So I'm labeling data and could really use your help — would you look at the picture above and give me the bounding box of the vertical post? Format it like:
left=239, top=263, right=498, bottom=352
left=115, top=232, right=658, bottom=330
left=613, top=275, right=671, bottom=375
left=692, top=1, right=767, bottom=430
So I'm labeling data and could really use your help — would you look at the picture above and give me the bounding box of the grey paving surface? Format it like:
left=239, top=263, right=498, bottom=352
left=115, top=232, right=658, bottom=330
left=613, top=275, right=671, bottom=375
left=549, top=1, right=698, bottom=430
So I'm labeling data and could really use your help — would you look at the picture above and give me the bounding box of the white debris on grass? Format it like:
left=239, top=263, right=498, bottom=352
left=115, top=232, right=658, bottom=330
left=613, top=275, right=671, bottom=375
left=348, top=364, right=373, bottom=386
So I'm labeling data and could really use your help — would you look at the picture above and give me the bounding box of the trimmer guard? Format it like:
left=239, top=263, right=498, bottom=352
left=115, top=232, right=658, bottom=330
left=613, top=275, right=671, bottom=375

TASK PROMPT
Restate the data above word for word, please.

YOUR RESPONSE
So I'm labeling data and could really use your help — would you look at the picture above and give me the bounding box of the vertical post? Format it like:
left=239, top=263, right=498, bottom=352
left=115, top=232, right=658, bottom=330
left=613, top=275, right=671, bottom=375
left=692, top=1, right=767, bottom=430
So I'm labeling data and could really use your help — would you look at the picture above and give me the bounding box of the grey paving surface? Format it like:
left=239, top=263, right=498, bottom=352
left=115, top=232, right=658, bottom=330
left=613, top=275, right=671, bottom=375
left=549, top=1, right=698, bottom=430
So I'm labeling data and could really use your help — would you look at the picture above and give me the bounding box of the white debris on grass? Format it like:
left=239, top=263, right=498, bottom=352
left=115, top=232, right=658, bottom=330
left=613, top=275, right=671, bottom=375
left=348, top=364, right=373, bottom=386
So I'm labeling data and could really use your help — would you look at the picture above and give me the bounding box of the trimmer guard? Format it like:
left=239, top=263, right=498, bottom=352
left=115, top=232, right=658, bottom=330
left=613, top=275, right=671, bottom=375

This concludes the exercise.